Operational BI for Banking
Operational BI embeds analytical processes within the operational business structure to support near real-time decision making and collaboration. This characteristic fundamentally changes the way how data is used, where it exists and how it is accessed. This change is rapidly exposing the limitations of traditional analytical tools.
Operational BI helps businesses make more informed decisions and take more effective action in their daily business operations. It can be valuable in many areas of the business, including reducing fraud, decreasing loan processing times, and optimising pricing.
Caters to middle management and frontline: Operational BI delivers information and insights to those managers that are involved in operational or transactional processes.

----

**WORK REQUIRED:** Pick up the Operational BI for Banking text after its final sentence and carry it forward in the same format and tone.

**RECORDED DATA:**
----

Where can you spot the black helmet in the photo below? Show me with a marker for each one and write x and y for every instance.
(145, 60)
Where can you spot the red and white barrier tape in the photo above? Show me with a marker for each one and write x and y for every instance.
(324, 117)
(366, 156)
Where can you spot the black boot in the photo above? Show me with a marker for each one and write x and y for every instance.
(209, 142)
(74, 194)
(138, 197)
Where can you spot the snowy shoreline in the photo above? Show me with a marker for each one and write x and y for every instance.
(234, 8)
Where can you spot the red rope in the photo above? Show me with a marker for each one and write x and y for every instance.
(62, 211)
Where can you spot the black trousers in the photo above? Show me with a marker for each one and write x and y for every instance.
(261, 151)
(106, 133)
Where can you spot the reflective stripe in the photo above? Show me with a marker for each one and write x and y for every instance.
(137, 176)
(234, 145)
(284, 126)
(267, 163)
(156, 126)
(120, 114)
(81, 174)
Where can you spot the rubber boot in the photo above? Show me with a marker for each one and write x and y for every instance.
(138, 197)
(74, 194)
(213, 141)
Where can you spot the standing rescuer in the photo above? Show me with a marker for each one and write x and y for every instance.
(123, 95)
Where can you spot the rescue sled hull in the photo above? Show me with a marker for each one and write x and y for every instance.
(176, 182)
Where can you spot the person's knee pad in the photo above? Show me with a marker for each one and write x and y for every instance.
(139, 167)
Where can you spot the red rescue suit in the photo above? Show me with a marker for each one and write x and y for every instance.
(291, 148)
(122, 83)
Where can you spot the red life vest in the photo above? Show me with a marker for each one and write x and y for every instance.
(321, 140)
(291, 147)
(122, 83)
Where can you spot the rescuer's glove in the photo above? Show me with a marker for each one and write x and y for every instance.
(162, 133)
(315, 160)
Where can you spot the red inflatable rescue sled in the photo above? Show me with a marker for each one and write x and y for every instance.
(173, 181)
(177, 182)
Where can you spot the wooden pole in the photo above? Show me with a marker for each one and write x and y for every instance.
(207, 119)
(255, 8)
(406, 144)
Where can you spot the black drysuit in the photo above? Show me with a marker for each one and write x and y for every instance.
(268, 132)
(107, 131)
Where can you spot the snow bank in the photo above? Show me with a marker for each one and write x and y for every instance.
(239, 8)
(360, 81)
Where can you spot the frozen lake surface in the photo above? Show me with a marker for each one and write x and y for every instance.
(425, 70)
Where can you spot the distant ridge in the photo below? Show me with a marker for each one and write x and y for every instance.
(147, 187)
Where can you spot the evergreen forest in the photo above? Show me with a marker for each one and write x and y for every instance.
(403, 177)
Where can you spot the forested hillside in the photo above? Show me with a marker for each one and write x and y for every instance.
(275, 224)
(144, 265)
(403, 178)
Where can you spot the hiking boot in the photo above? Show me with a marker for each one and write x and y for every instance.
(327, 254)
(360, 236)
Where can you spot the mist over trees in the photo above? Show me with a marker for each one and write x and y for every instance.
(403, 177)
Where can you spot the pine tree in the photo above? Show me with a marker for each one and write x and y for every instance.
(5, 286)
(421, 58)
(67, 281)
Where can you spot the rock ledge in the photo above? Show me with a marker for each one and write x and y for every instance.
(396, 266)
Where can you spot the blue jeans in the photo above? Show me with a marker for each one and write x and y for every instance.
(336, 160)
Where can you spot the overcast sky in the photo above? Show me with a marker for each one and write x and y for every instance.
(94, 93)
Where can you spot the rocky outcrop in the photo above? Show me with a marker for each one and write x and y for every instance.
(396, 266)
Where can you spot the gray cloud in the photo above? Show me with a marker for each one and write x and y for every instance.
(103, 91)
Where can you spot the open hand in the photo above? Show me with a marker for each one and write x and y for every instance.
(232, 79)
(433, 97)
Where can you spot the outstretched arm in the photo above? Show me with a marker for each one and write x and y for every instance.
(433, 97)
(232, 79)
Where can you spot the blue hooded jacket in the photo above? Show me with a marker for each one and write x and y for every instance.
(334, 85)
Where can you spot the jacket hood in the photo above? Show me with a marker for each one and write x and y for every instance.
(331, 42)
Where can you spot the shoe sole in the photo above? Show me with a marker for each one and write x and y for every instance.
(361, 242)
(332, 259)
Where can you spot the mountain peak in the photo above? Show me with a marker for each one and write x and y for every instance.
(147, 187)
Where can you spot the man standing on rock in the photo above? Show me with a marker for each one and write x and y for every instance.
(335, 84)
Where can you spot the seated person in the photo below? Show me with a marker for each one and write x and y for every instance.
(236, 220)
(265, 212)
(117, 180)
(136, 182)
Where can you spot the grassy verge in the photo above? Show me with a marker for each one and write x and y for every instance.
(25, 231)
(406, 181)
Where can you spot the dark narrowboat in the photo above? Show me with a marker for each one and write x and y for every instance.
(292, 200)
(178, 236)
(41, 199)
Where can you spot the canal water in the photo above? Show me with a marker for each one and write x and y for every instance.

----

**RIGHT ANSWER:**
Customer service executives in branch, get a flash on their screens on the likely requirements of a customer (based on his profile and past transaction behaviour) while servicing a customer request over the counter. The executive at the counter can use this information to cross-sell other products to the customer, during the brief period the customer was at the counter. This is an example of operational BI being used to collect and analyse information midstream-running BI tools directly on transaction systems or using enterprise information integration tools to query the data where it lies. The ability to get a glimpse of the entire pipeline in and outside of the company is very valuable to the agility of a corporation. A loan recovery manager would do well to tailor the language of the demand notice or the phone call based on the total relationship of the customer (and may be his family) with the bank.
Just-in-time delivery: The information needs to be delivered in near real-time (within minutes or hours) for the purpose of managing or optimising operational or time-sensitive business processes.
The objective of operational BI is to reduce the time it takes for a line of business user or application to react to a business issue or requirement. This elapsed time is known as ‘action time’. The business case for operational BI is based on identifying business situations where reduced action times can bring business benefits to the organisation.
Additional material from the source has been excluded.